## PASSAGE PROVIDED
Labour’s nature deficit

photoWhenever I am feeling a bit out of sorts with the Labour party I read the words on the back of my membership card which says ‘by the strength of our common endeavour we achieve more than we achieve alone’. I believe that stuff.

The trouble is, when it comes to environmental issues, I am struggling to find ‘common endeavour’ with Labour as it doesn’t seem to care very much about rural places or wildlife issues.

Now that the Labour manifesto is out we can all see how little Labour has to offer to those like me who want fairness in our society, and sustainability on our planet.

There are, of course, some good things, such as:

  • We will put climate change at the heart of our foreign policy.
  • …at  the UNFCC conference in Paris, in December. We will make the case for ambitious emissions targets for all countries, strengthened every five years on the basis of a scientific assessment of the progress towards the below two degree goal.
  • We will build on our strong record on animal welfare – starting with an end to the Government’s ineffective and cruel badger cull.
  • We want to create a world-leading Food, Farm and Fisheries sector that creates
    better paid jobs and apprenticeships across the rural economy
  • Labour has always believed that everyone should have access to nature,
    whoever they are, or wherever they live. So we will keep our forests in public
    ownership, and promote access to green spaces in local planning
  • We feel passionately about our local landscapes, our open spaces and wildlife
  • We will support the work of the Natural Capital Committee to protect and improve wildlife habitats and green space

..but the problem is that these look a bit like box-ticking exercises and have no substance behind them. For example, instead of bumping off badgers, what would a Labour government do to deal with the real issue of bovine TB?  And what would a Labour government do with our forests when it doesn’t sell them off?  Labour ‘feels passionately about wildlife’ sounds a bit like a politician coming out with their favourite group or football team because they think it might sound good.

## DATASET ENTRIES

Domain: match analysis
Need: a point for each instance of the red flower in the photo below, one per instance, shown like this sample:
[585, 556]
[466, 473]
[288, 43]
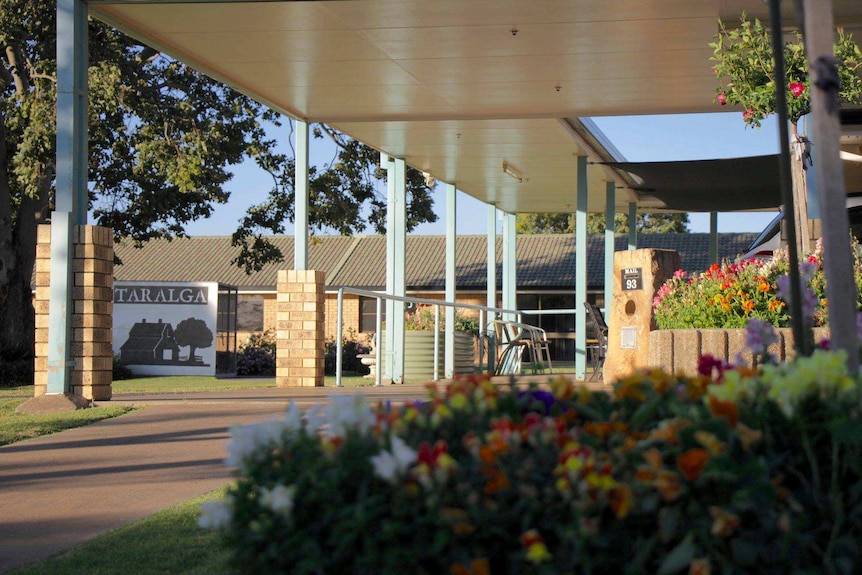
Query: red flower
[692, 462]
[430, 455]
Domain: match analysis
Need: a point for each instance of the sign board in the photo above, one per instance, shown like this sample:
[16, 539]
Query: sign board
[629, 337]
[166, 328]
[632, 279]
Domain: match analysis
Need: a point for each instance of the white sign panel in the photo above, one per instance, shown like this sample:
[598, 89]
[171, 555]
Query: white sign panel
[629, 337]
[166, 328]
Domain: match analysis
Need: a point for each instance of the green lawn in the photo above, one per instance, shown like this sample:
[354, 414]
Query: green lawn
[166, 542]
[18, 426]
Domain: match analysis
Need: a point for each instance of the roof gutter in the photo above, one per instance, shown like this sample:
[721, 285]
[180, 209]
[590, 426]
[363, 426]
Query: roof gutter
[600, 149]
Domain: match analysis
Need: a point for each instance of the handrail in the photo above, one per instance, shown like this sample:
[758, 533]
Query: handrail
[339, 329]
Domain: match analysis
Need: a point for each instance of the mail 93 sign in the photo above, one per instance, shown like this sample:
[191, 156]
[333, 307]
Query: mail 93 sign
[632, 279]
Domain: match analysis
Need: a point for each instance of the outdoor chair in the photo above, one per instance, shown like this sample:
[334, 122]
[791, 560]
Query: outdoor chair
[597, 348]
[514, 338]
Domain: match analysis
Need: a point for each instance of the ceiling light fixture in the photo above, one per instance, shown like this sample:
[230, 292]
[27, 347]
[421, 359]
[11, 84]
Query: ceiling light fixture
[512, 172]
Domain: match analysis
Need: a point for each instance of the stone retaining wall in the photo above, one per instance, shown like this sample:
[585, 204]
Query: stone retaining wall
[679, 350]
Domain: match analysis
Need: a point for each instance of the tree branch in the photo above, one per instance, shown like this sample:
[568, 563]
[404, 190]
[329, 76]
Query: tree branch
[22, 82]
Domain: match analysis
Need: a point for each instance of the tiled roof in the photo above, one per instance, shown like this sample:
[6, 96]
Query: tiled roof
[544, 261]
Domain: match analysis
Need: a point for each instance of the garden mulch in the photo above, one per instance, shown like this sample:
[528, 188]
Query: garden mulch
[60, 490]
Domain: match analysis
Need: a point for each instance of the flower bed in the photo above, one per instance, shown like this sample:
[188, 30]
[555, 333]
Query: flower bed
[728, 295]
[754, 472]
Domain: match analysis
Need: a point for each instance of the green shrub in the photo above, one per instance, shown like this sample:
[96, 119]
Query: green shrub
[728, 295]
[16, 371]
[350, 349]
[257, 355]
[759, 473]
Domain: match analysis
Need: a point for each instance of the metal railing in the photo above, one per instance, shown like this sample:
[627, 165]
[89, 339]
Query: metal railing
[378, 379]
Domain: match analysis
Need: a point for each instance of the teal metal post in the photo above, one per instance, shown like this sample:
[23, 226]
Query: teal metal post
[581, 271]
[492, 257]
[399, 231]
[610, 214]
[451, 244]
[300, 198]
[71, 201]
[510, 261]
[389, 344]
[713, 237]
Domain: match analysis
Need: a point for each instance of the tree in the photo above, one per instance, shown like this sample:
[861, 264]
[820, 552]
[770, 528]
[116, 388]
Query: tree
[558, 223]
[161, 142]
[744, 66]
[194, 333]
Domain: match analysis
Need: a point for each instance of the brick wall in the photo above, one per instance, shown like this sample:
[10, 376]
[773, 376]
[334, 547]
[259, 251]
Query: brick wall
[91, 321]
[300, 328]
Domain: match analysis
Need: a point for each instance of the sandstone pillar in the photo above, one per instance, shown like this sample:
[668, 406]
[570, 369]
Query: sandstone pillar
[638, 275]
[92, 297]
[300, 322]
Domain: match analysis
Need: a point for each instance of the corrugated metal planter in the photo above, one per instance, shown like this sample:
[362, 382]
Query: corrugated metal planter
[419, 355]
[679, 350]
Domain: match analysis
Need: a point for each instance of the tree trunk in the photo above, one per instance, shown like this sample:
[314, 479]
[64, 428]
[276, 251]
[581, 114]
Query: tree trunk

## WHAT YOU WILL DO
1. For the post about Labour's nature deficit, say yes or no to each statement and quote the exact words that settle it: (a) The writer reads the back of a Labour membership card when feeling out of sorts with the party. (b) The manifesto says Labour will sell off the forests. (c) The writer finds real substance behind the manifesto's good points.
2. Carry on the post about Labour's nature deficit, picking up right after its final sentence.
The material has no connection to the post about Labour's nature deficit.

## RESPONSES FOR EACH TASK
1.
(a) Yes: "Whenever I am feeling a bit out of sorts with the Labour party I read the words on the back of my membership card"
(b) No: "So we will keep our forests in public ownership"
(c) No: "these look a bit like box-ticking exercises and have no substance behind them"

2.
As regular readers of this blog will know, I’ll be voting Labour in the marginal seat of Corby because a) my MP (although currently, of course, he is an ex-MP) Andy Sawford is a thoroughly good bloke who is a fine constituency MP and will make a good minister if the votes fall the right way on 7 May,  b) because there is more to voting than the environment, high though that is in my priorities,  c) I really don’t want a Conservative MP thank you very much, although Louise Mensch was good value for an argument and d) because experuience shows that Labour never sounds very convincing on the natural world but makes a pretty decent fist of it when in government. And so, the Vote Labour posters are already up in my windows.

Well, I have a few hundred Labour leaflets to deliver – I wish Labour’s manifesto had put a spring in my step but I’d be lying if I said that it had.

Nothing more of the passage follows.